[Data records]
>> Begin
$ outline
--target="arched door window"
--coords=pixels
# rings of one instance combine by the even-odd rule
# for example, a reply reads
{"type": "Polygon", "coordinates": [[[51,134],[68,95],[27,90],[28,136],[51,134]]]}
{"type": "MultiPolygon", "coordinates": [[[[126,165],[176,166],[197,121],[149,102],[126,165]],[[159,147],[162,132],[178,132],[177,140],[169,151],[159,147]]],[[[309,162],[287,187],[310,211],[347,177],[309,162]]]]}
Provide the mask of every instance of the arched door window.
>> End
Task prompt: Switch "arched door window" to "round porthole window" throughout these lines, and leave everything else unchanged.

Solution to the problem:
$ outline
--target="round porthole window"
--coords=pixels
# rings of one instance combine by the even-odd rule
# for example, a reply reads
{"type": "Polygon", "coordinates": [[[51,134],[68,95],[27,90],[28,136],[51,134]]]}
{"type": "MultiPolygon", "coordinates": [[[[126,165],[176,166],[197,121],[149,102],[126,165]],[[159,147],[162,132],[178,132],[177,140],[169,151],[159,147]]],[[[309,162],[287,187],[310,211],[347,177],[309,162]]]]}
Provide the mask of every instance of the round porthole window.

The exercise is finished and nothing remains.